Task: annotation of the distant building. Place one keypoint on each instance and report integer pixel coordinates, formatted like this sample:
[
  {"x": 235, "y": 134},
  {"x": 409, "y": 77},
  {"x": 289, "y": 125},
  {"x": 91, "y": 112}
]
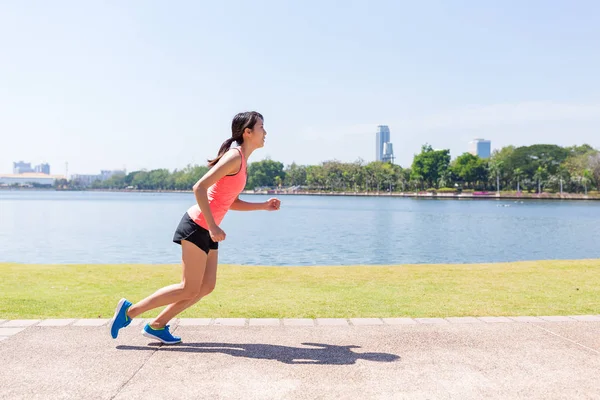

########################################

_INSTRUCTIONS FOR THE TASK_: Copy out the listing above word for word, keeping every line and symbol unchanged, but leave out the picture.

_RESULT_:
Task: annotation of the distant building. Place one keypoint on each instance and report integer pixel coordinates, formatted like this sample:
[
  {"x": 235, "y": 134},
  {"x": 409, "y": 77},
  {"x": 289, "y": 125},
  {"x": 91, "y": 112}
]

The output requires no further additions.